_REQUIRED WORK_.
Exact reproduction of every record is required, and pictures are to be excluded.

··· INPUT RECORDS

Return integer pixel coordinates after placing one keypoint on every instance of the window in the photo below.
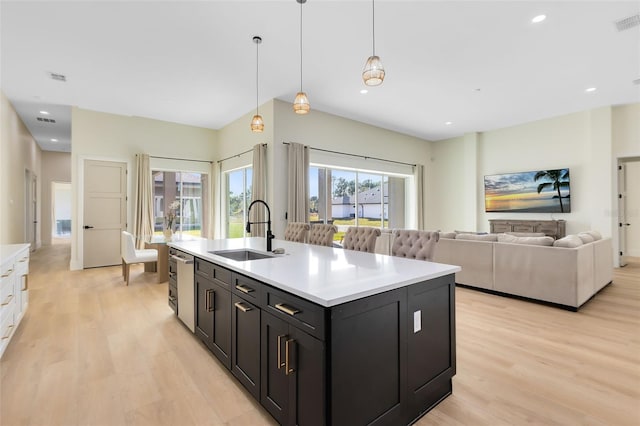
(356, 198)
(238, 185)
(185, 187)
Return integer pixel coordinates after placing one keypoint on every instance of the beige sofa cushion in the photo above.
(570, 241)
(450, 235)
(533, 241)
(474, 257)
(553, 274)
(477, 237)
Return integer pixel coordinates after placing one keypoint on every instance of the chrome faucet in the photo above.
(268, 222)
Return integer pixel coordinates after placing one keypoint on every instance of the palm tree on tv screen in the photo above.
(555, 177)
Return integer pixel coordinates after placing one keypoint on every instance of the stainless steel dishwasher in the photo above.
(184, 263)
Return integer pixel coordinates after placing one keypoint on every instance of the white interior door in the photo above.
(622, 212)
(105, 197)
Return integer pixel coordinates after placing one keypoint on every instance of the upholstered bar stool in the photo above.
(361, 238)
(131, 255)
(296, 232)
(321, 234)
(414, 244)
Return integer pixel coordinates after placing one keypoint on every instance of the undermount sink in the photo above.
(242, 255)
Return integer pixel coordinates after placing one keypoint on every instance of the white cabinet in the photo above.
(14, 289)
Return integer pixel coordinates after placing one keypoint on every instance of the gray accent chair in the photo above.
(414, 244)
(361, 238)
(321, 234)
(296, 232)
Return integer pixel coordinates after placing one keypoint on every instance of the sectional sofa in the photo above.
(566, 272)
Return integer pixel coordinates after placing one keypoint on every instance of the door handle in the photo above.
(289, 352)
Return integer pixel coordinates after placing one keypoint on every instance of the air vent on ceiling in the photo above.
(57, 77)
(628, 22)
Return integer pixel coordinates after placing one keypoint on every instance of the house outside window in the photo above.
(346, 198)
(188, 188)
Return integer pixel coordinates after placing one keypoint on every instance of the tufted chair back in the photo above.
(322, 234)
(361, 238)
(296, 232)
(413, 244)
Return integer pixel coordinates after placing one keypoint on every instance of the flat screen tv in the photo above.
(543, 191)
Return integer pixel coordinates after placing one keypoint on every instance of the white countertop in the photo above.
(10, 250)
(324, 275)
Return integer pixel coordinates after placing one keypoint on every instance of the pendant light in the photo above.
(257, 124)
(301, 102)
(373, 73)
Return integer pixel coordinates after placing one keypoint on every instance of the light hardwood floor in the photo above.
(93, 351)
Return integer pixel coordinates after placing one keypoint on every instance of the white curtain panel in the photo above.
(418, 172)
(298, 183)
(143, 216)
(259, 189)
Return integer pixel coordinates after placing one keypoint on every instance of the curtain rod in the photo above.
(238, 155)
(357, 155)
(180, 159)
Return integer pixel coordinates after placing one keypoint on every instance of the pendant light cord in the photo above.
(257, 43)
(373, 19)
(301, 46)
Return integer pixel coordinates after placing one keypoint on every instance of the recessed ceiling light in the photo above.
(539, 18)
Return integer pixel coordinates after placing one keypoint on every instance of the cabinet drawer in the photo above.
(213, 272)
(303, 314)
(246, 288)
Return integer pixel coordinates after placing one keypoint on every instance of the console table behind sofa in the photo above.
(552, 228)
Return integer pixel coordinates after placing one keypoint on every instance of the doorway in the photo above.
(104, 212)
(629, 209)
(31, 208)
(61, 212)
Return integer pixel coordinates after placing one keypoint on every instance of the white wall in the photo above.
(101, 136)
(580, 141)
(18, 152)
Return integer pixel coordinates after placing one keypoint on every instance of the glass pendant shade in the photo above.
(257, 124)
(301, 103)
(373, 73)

······

_RESULT FOR THIS TASK_.
Return integer pixel coordinates after placing one keypoint on every instance of the window in the photo below.
(356, 198)
(238, 185)
(185, 187)
Return integer pixel coordinates after placing one keypoint on every instance of the beige sofa cushion in the photo above.
(570, 241)
(450, 235)
(533, 241)
(474, 257)
(553, 274)
(477, 237)
Return integer pixel coordinates after placing one keypoint on every instance of the chrome faucet in the photo above.
(268, 222)
Return integer pixel coordinates after placing one keypoint on every instance of the palm tree on tv screen in the photo above.
(555, 177)
Return integer pixel coordinates after placing one keypoint on every instance of the stainless steel dishwasher in the photo above.
(184, 263)
Return integer pixel coordinates after placing one keypoint on every instance of the white interior door in the photo above.
(622, 212)
(105, 197)
Return integer pixel coordinates after placing one keypoint on every instance of the upholstered bar stool in the photo above.
(361, 238)
(131, 255)
(296, 232)
(321, 234)
(414, 244)
Return integer pixel coordinates after placing one keypoint on every instance of the undermount sink in the photo above.
(242, 255)
Return integer pixel coordinates after placing one keypoint on every instance of the white cabinet in the photo above.
(14, 289)
Return integer pixel coordinates after placing one keypoint on every instance of the gray accent chair in the photo above.
(414, 244)
(361, 238)
(321, 234)
(296, 232)
Return integer pixel coordinates after placing one keypoint on every instance of the sectional sofa in the photo above.
(566, 272)
Return integer pixel coordinates after placing one keypoint on every instance of the door handle in the photo above.
(289, 352)
Return integer pixel coordinates after placing one keypoint on every instance of the air vent on ceiling in the photo above.
(57, 77)
(628, 22)
Return integer pixel coordinates after placing one keypoint on every instance of the house outside window in the photo above.
(346, 198)
(188, 188)
Return integer pixel coordinates after placing one keypoint on every instance of the tufted chair back in the photo above.
(322, 234)
(361, 238)
(296, 232)
(413, 244)
Return integer pixel coordinates after placing one keypoint on every instance of the flat screen tv in the photo above.
(543, 191)
Return integer pixel coordinates after placing one keypoint on every instance of the white countertop in the photo above.
(10, 250)
(324, 275)
Return integer pixel coordinates after placing one keypoint on every instance of the pendant light in the photo above.
(257, 124)
(301, 102)
(373, 73)
Return integer pixel coordinates after placing one keypoint on every instance of the light hardwood floor in the photo above.
(93, 351)
Return integer pixel coordinates after placing one keypoint on every instance of the white curtain panel in the photo above.
(418, 172)
(298, 183)
(143, 216)
(259, 189)
Return integer pixel coordinates after placing one keypoint on every instance of the curtain rod in the photo above.
(238, 155)
(357, 155)
(180, 159)
Return integer pixel coordinates after placing one keypoint on every instance of the pendant light cord in the photo above.
(257, 43)
(373, 19)
(301, 46)
Return integer pixel coordinates after placing one keypoint on every instance of the recessed ceiling light in the photo above.
(539, 18)
Return integer pixel coordinates after placing one keypoint on every instance of the cabinet drawer in the photo above.
(213, 272)
(303, 314)
(246, 288)
Return integer pixel coordinates after placing one keypoint on every instance of the console table behind sofa in the photo above.
(552, 228)
Return integer pixel coordinates after placing one keypoint on every instance of the doorway in the photo above.
(104, 212)
(629, 209)
(31, 208)
(61, 212)
Return integer pixel coordinates after placing one keypoint on every instance of the white wall in the photo above.
(101, 136)
(580, 141)
(18, 152)
Return integer pixel coordinates after placing one keypoint on every instance of the glass pendant shade in the photo above.
(257, 124)
(301, 103)
(373, 73)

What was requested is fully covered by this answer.